Problem to work on: Extract every line of the entries below that contains the word "soccer", matching case exactly, and list those lines.

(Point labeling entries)
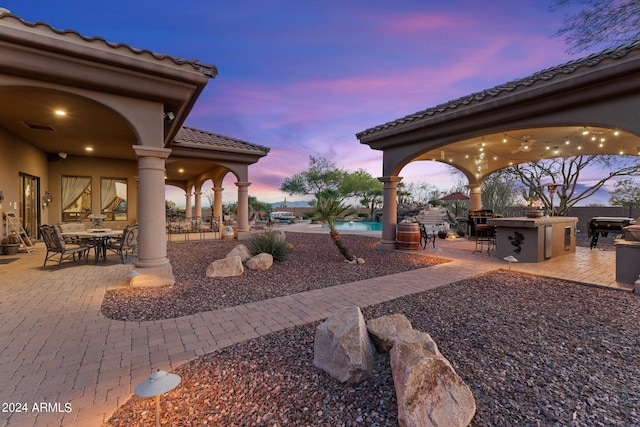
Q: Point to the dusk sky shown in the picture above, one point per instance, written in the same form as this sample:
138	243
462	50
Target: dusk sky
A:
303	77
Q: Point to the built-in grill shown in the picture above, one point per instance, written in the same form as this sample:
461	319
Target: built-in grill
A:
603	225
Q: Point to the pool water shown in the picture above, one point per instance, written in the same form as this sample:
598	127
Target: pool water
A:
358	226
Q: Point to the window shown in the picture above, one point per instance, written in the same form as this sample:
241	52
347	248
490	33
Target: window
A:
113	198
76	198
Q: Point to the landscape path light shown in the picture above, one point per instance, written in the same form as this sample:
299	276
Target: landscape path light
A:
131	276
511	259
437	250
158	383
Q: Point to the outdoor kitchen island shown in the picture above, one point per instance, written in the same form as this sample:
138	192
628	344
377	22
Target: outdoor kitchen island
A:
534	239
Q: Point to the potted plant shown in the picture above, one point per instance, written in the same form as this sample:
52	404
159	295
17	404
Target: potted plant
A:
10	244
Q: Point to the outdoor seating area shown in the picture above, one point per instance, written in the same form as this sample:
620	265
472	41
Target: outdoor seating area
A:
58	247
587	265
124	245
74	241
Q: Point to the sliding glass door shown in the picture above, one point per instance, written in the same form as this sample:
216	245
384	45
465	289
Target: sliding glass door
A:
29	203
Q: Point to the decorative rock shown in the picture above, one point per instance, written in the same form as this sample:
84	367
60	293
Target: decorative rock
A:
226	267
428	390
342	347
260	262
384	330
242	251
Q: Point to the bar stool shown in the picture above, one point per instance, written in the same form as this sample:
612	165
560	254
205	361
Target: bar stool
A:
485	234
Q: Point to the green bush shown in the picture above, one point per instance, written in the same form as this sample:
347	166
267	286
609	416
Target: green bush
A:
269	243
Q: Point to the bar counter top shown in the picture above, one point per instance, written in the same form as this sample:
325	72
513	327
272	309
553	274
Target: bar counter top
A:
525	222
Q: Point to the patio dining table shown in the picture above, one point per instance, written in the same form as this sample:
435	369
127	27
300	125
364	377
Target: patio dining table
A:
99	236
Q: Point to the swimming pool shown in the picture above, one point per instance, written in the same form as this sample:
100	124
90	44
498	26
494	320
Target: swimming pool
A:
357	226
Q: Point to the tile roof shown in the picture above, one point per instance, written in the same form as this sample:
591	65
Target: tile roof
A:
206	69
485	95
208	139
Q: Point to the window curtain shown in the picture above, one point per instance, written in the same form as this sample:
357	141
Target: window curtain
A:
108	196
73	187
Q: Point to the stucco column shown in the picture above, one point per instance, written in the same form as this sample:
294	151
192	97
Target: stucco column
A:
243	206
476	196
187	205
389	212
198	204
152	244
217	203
--
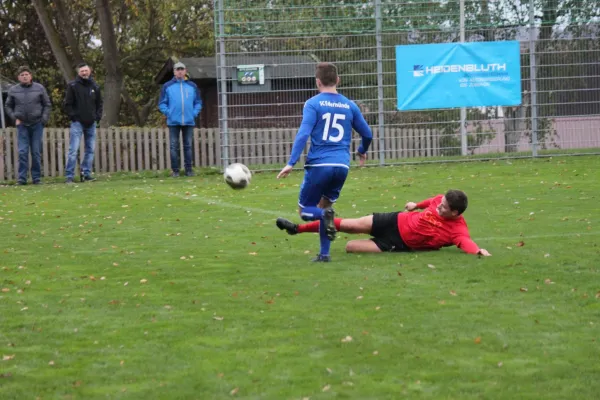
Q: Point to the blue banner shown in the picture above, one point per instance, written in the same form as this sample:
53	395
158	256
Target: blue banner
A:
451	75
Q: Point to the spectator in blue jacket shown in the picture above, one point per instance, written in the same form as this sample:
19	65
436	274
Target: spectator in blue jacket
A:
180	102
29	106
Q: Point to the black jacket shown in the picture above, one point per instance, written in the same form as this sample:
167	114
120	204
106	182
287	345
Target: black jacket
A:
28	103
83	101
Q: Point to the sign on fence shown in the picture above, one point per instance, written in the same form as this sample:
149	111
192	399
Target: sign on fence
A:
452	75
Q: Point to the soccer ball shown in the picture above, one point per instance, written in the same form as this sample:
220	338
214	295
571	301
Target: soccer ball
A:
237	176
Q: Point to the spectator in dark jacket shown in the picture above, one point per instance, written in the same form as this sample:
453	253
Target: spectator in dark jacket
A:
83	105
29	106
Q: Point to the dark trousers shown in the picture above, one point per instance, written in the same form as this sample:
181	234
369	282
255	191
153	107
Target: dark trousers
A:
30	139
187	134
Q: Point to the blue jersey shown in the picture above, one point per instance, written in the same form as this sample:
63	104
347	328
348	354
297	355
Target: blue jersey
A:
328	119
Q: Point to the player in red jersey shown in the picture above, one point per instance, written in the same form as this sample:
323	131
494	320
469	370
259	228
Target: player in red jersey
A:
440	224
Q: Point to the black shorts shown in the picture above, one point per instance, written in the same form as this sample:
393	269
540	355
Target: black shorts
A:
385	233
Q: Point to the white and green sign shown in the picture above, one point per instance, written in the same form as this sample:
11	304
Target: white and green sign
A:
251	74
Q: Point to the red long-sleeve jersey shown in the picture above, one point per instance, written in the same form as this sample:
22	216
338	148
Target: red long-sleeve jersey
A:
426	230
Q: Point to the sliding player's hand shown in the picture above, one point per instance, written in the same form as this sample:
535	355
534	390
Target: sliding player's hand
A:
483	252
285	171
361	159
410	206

Full solution:
Q: Point to the soccer ball shown in the picture above, one point per instance, written in the same form as this sample:
Target: soccer ball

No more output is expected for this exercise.